┌─ TEXT UNDER STUDY

Friday, May 07, 2010

"Alas Poor Gordon...

…I knew him." A bit anyway. Certainly not well.

Always did think that Mr Brown’s skull would make a fine Yorick. All in good time of course; not seeking to haste his mortal as well as his political death you must understand. Rough and knobbly I rather assume the phrenologists will in due season be finding it, quite the thing for an Elizabethan working man.

Well yes, all right, more strictly a semi-professional stand-up comic, roped in to any a court banquet to take the guests’ minds off the ropey meat, plus the ever present hanging rope should His High and Mightiness fancy a spot of light courtier culling. (You think modern politics are rough? Try the Tudors.)

But let us not be waylaid by any impossible image of Our Gordon as a man given to - let alone giving to many - much mirth. Our point is merely this: whenever some smooth shaped skull is shipped in to bear the silent part of Yorick, I do so wish to cry out how wrong they have it there on stage. We have indeed, it can be owned, some family previous on this, for it was none other than great-great Uncle Griswold who so famously, in Victorian times, attempted to set Othello right to the error of his ways with some sound, shouted advice from the stalls.

└─
┌─ PROVIDED INFORMATION

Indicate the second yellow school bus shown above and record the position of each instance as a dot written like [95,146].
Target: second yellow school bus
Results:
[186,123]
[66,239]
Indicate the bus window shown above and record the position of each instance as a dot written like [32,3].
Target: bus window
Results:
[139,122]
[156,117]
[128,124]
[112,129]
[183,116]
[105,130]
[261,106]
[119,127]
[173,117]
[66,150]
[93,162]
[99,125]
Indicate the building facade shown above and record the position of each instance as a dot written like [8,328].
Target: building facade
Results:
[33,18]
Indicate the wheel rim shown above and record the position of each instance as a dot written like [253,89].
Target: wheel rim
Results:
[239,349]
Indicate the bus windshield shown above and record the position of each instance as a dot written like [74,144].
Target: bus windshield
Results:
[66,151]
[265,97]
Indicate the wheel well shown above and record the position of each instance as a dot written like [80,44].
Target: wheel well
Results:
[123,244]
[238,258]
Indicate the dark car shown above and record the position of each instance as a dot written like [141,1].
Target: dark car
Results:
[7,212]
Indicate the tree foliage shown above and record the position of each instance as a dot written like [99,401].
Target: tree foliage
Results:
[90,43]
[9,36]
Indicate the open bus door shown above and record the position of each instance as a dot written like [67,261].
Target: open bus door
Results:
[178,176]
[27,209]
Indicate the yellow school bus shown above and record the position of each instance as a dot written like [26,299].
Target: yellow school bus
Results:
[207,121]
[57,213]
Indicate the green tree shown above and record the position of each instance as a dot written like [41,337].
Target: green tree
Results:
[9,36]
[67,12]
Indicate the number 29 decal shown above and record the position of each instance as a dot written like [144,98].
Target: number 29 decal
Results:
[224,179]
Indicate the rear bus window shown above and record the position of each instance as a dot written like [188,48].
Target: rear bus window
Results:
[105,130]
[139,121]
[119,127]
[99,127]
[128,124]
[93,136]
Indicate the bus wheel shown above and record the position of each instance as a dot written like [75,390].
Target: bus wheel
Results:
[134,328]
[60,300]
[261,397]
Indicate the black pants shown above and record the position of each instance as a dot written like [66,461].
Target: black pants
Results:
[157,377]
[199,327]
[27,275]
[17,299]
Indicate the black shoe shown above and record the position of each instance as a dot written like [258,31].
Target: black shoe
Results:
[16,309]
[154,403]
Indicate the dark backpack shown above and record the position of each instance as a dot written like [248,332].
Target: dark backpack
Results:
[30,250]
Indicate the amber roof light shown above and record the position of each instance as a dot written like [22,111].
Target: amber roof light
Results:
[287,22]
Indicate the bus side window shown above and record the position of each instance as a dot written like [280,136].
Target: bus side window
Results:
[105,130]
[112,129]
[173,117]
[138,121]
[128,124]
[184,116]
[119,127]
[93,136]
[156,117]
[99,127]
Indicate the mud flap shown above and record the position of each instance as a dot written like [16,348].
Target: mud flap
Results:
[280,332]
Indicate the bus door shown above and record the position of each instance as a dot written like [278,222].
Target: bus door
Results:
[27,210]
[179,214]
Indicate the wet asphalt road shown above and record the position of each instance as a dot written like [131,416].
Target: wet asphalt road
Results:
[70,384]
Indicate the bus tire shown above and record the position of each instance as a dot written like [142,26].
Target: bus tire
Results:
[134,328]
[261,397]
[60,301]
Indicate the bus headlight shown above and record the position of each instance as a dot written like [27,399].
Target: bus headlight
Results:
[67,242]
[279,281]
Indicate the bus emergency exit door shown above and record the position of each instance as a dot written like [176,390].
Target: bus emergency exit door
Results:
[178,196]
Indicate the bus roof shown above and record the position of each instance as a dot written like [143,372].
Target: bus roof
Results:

└─

**WHAT YOU SHOULD DO**
Return the part of the Yorick post starting at "But let us not" and ending at "from the stalls.", copied word for word.

**ANSWER**
But let us not be waylaid by any impossible image of Our Gordon as a man given to - let alone giving to many - much mirth. Our point is merely this: whenever some smooth shaped skull is shipped in to bear the silent part of Yorick, I do so wish to cry out how wrong they have it there on stage. We have indeed, it can be owned, some family previous on this, for it was none other than great-great Uncle Griswold who so famously, in Victorian times, attempted to set Othello right to the error of his ways with some sound, shouted advice from the stalls.